Text-to-region grounding data:
↓

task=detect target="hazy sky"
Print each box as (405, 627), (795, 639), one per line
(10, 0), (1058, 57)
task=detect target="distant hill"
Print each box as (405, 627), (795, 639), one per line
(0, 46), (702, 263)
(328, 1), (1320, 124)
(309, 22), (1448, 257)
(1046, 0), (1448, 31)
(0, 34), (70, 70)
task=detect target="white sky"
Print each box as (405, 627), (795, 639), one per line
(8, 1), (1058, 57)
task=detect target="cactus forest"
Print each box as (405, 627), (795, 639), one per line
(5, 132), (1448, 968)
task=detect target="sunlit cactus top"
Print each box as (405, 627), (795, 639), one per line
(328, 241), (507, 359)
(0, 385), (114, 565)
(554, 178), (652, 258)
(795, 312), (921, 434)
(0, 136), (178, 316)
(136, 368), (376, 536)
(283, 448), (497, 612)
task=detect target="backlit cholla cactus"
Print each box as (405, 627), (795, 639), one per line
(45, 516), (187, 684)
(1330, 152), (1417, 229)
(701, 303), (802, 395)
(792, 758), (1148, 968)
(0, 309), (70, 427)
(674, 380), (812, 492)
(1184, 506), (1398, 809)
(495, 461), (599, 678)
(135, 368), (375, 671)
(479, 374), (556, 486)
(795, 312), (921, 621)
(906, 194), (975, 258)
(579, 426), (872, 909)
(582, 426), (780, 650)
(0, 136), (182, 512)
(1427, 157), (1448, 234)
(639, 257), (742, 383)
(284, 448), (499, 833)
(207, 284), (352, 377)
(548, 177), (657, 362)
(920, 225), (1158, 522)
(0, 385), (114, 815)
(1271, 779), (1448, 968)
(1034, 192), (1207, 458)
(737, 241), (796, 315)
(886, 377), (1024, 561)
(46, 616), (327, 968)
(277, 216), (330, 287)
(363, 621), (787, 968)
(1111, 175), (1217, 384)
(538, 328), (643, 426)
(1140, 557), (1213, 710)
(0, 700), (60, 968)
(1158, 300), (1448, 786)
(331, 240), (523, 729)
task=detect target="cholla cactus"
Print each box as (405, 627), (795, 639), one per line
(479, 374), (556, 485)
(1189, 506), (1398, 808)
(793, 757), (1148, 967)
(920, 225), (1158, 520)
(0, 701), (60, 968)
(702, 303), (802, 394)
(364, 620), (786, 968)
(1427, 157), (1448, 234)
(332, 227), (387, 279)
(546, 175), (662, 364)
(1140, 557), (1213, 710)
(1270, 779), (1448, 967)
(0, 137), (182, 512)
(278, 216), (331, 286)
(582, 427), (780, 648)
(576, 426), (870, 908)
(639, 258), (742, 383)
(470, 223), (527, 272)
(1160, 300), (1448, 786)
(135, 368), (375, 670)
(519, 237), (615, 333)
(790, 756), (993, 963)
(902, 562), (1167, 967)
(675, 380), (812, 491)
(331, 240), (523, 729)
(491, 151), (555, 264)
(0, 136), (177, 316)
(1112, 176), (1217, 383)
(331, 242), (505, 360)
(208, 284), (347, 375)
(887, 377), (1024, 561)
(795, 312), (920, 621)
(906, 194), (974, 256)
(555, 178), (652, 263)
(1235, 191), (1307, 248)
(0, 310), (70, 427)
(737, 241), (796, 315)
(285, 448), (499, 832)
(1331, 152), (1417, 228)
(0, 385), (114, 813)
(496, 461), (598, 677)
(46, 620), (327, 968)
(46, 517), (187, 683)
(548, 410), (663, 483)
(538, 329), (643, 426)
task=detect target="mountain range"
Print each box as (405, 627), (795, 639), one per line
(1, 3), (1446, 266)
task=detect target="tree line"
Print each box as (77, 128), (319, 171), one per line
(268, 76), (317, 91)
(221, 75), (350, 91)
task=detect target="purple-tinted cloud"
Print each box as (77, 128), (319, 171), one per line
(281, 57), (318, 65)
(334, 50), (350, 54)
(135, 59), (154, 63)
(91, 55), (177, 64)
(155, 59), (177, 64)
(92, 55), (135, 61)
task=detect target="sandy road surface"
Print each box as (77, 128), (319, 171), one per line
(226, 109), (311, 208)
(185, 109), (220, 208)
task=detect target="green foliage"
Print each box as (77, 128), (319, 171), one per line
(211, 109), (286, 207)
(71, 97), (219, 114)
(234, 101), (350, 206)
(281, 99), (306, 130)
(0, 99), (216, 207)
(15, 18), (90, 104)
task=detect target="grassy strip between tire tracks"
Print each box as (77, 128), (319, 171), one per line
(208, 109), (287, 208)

↑

Task statement:
Count every line above that includes the string "cholla", and answer with the count only.

Expected output:
2